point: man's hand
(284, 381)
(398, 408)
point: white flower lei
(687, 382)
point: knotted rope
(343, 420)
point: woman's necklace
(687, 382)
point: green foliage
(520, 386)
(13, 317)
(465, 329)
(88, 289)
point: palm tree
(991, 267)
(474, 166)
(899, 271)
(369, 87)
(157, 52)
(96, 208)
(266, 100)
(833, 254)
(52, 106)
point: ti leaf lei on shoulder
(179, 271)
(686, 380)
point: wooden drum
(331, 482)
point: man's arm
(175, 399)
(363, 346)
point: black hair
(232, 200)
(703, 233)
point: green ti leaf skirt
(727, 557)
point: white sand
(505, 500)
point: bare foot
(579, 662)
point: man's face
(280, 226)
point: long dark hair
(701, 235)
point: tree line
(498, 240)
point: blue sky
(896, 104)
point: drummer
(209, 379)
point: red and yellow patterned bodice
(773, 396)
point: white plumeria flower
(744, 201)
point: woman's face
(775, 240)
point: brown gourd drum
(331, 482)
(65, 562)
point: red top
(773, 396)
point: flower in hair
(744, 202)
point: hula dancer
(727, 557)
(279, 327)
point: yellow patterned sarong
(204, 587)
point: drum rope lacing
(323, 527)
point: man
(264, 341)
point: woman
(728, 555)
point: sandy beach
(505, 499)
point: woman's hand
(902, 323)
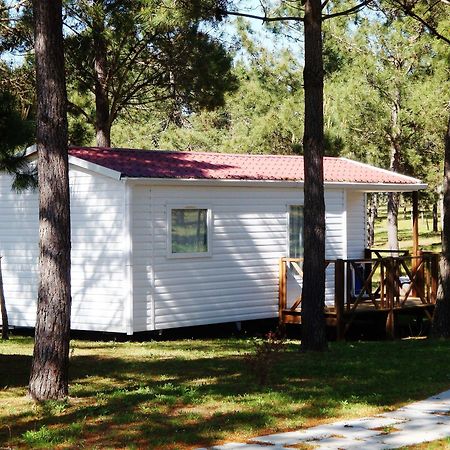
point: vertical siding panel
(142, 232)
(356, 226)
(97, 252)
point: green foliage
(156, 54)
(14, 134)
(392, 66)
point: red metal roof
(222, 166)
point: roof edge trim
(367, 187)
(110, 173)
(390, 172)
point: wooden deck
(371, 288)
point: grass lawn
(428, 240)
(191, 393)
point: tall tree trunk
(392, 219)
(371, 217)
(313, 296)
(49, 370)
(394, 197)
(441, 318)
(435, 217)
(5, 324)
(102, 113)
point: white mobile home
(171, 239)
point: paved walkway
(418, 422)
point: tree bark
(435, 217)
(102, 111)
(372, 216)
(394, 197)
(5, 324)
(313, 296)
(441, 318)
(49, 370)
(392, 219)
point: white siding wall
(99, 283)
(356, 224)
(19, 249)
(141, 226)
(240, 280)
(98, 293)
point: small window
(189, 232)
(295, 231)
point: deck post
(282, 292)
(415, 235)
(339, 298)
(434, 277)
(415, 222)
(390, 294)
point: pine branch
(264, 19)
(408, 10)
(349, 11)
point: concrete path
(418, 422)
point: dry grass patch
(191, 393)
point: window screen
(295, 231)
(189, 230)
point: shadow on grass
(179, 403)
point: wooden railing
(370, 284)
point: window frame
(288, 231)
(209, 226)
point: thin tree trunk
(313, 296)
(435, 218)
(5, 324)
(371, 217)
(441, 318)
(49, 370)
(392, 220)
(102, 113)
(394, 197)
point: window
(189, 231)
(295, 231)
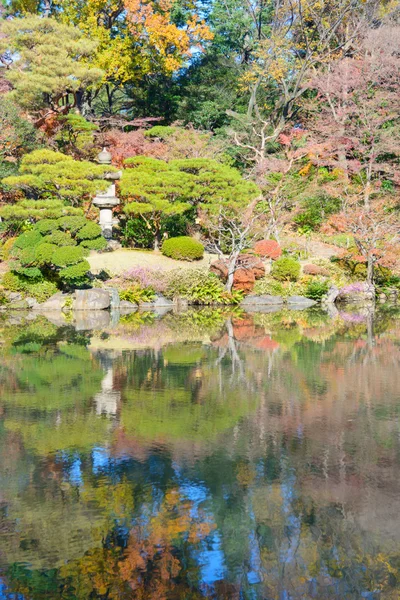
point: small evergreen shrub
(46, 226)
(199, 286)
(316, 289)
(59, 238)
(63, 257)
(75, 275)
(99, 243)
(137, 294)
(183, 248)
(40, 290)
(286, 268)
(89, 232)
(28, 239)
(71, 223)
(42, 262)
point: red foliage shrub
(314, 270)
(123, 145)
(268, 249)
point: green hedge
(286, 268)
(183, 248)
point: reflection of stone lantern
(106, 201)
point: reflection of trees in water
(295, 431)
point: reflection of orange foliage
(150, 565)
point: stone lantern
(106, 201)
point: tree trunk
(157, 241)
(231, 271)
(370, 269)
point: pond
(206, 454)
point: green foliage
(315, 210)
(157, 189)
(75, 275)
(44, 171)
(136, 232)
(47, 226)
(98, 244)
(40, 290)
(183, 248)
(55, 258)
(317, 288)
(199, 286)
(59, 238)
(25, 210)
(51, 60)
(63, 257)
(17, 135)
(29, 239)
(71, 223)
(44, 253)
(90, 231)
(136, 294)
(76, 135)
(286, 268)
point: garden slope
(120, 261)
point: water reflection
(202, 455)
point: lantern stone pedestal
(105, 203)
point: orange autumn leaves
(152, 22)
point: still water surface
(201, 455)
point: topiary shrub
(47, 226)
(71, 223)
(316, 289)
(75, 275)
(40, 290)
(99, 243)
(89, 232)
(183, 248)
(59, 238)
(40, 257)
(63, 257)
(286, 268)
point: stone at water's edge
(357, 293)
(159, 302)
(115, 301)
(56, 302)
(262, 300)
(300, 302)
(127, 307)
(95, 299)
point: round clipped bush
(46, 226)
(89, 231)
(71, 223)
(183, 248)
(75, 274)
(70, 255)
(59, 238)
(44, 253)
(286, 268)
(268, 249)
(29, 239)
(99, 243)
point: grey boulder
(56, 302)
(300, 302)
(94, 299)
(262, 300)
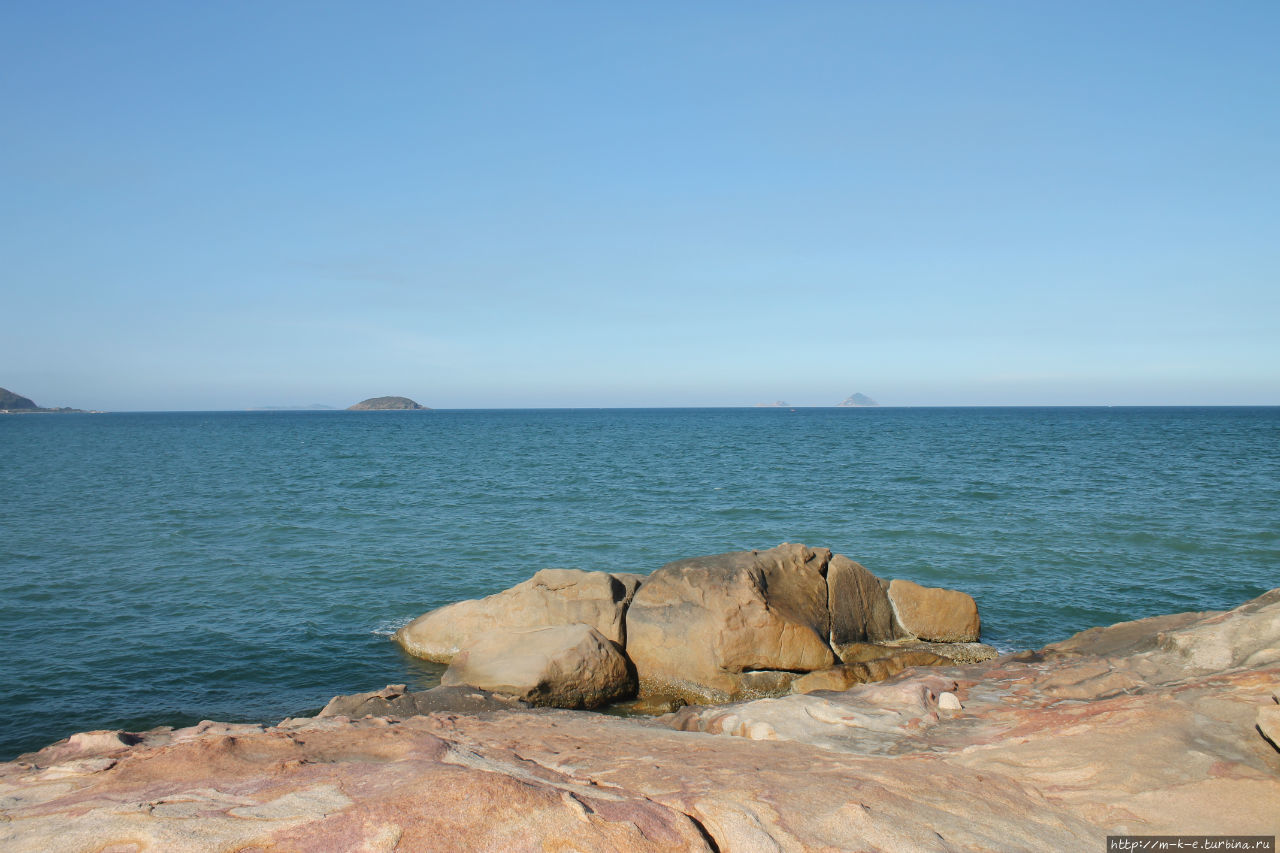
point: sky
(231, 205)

● ● ●

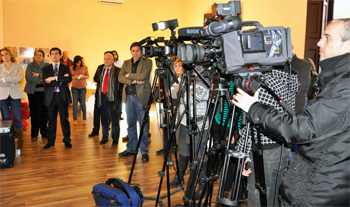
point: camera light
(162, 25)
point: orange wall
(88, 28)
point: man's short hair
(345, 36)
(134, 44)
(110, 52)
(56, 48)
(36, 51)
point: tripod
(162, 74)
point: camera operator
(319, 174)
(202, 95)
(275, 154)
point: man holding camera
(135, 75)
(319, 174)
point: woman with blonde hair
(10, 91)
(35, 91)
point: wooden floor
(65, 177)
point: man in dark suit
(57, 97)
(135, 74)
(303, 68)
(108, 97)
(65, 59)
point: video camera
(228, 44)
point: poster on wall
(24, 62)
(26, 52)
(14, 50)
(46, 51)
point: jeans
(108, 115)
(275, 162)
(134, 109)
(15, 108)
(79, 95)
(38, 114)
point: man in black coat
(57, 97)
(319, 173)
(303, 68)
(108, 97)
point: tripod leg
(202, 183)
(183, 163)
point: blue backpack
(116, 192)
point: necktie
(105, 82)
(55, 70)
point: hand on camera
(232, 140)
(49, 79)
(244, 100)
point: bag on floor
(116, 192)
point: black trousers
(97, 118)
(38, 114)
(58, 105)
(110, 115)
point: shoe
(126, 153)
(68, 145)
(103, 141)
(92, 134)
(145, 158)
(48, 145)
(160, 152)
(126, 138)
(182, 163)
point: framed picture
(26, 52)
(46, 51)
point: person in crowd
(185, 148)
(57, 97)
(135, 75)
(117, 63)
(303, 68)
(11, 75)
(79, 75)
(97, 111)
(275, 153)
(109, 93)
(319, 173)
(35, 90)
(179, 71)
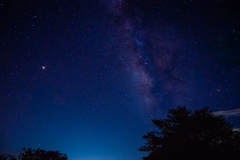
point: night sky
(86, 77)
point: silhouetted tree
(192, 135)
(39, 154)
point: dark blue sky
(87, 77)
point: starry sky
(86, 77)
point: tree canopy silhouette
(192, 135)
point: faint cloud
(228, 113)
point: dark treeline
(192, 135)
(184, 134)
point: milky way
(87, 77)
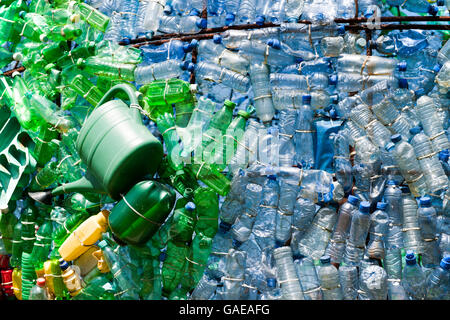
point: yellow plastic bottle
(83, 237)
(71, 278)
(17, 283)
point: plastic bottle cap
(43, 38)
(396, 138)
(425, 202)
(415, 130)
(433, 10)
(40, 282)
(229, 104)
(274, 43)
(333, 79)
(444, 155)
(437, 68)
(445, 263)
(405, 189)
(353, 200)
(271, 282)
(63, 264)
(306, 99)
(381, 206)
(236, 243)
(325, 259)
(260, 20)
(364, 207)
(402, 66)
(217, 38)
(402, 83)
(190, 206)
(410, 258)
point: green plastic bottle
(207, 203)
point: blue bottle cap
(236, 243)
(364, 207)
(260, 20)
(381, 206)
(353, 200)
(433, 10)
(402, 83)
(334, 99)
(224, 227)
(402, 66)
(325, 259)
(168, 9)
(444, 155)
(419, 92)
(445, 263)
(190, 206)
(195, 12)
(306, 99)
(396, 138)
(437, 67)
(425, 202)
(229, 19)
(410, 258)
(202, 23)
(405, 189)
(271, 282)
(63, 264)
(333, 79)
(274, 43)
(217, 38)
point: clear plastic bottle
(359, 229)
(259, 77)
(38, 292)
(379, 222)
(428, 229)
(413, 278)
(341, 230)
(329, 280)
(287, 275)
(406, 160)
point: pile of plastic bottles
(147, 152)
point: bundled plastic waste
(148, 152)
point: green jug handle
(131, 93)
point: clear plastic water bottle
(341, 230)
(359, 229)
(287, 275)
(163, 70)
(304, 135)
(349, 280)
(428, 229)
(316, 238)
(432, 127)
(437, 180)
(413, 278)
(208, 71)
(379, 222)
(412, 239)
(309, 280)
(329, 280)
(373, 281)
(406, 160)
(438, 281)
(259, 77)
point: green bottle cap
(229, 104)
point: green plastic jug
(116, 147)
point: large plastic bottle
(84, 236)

● ● ●

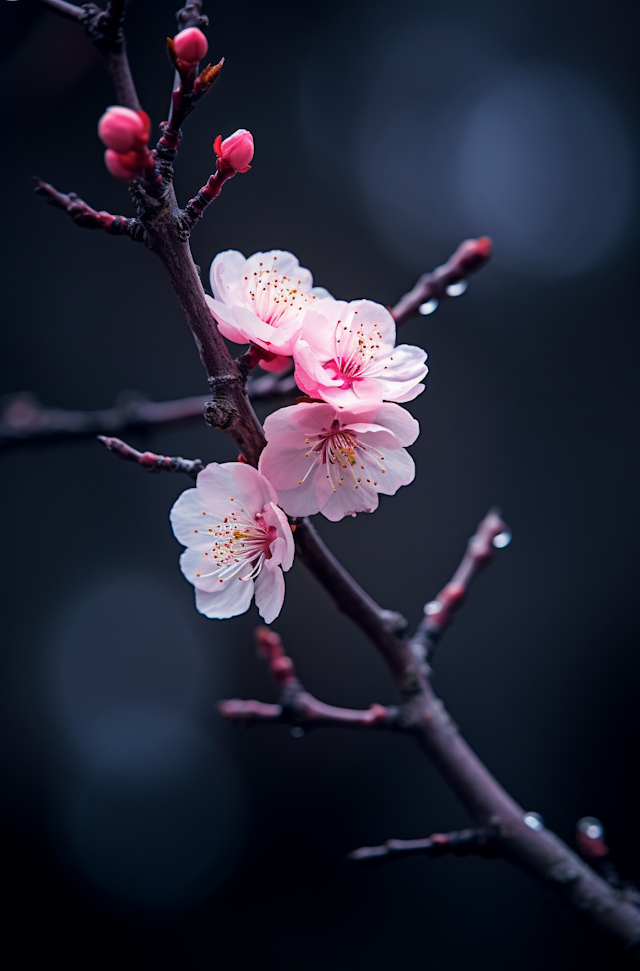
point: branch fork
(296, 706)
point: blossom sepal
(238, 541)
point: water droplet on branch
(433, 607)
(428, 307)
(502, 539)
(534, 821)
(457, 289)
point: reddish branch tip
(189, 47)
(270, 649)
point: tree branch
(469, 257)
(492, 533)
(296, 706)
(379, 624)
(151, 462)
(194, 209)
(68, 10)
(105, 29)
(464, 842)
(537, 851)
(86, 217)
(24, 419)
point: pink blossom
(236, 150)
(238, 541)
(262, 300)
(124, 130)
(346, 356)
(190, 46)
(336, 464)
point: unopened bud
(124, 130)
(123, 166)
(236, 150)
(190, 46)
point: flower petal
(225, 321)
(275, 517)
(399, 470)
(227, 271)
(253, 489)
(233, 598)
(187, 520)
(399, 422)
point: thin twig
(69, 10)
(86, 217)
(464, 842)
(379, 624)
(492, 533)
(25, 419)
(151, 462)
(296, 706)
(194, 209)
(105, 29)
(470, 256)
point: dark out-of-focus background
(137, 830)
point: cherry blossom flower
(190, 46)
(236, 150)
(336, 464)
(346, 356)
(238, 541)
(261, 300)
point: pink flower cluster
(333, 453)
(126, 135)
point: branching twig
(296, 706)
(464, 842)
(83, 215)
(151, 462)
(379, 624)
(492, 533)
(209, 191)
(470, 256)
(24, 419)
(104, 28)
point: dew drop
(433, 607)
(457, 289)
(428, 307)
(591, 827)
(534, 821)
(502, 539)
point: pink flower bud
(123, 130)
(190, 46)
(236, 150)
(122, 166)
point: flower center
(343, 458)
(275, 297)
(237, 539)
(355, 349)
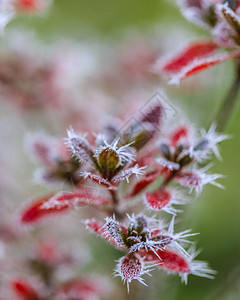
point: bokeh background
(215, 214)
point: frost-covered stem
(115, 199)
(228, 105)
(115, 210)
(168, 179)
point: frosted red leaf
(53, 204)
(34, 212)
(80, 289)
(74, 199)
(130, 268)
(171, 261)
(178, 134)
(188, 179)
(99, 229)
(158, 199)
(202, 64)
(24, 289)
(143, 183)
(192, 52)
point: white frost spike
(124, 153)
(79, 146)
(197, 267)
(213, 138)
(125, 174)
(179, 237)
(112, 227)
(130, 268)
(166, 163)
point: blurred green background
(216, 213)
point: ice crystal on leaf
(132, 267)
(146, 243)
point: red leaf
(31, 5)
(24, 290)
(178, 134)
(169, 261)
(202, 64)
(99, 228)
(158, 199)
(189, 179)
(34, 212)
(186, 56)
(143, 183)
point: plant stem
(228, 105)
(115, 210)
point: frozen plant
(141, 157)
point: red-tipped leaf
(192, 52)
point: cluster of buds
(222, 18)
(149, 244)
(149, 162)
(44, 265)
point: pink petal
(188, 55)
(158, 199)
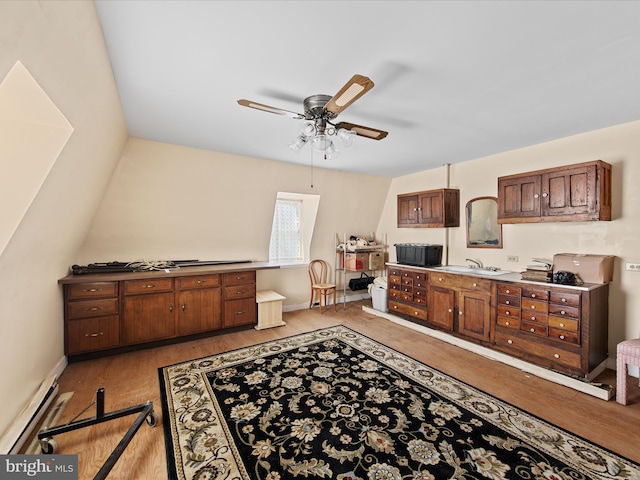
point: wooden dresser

● ● ●

**Work request**
Please set down, exactly and with no pictures, the lines in the entries above starting at the one holding "point: branching twig" and ending at the one holding "point: wooden dresser", ends included.

**Result below**
point: branching twig
(296, 706)
(464, 842)
(83, 215)
(151, 462)
(379, 624)
(492, 533)
(209, 191)
(470, 256)
(24, 419)
(104, 28)
point: dew drop
(433, 607)
(457, 289)
(428, 307)
(591, 827)
(534, 821)
(502, 539)
point: pink flower bud
(123, 130)
(190, 46)
(236, 150)
(122, 166)
point: flower center
(343, 458)
(275, 297)
(237, 539)
(355, 349)
point: bokeh background
(215, 214)
point: frost-covered stem
(115, 199)
(228, 105)
(115, 210)
(168, 179)
point: frosted red leaf
(53, 204)
(34, 212)
(80, 289)
(74, 199)
(130, 268)
(171, 261)
(178, 134)
(188, 179)
(99, 229)
(158, 199)
(202, 64)
(24, 289)
(143, 183)
(192, 52)
point: white frost spike
(124, 153)
(79, 146)
(197, 267)
(213, 138)
(125, 174)
(179, 237)
(112, 227)
(130, 268)
(166, 163)
point: blurred green background
(216, 213)
point: ice crystal on leaf
(132, 267)
(146, 243)
point: red leaf
(31, 5)
(24, 290)
(178, 134)
(169, 261)
(202, 64)
(99, 228)
(158, 199)
(189, 179)
(34, 212)
(186, 56)
(143, 183)
point: plant stem
(228, 105)
(115, 210)
point: frozen plant
(141, 157)
point: red-tipped leaf
(192, 52)
point: cluster of buds
(222, 18)
(149, 244)
(149, 162)
(44, 265)
point: pink petal
(188, 55)
(158, 199)
point: wooden dresser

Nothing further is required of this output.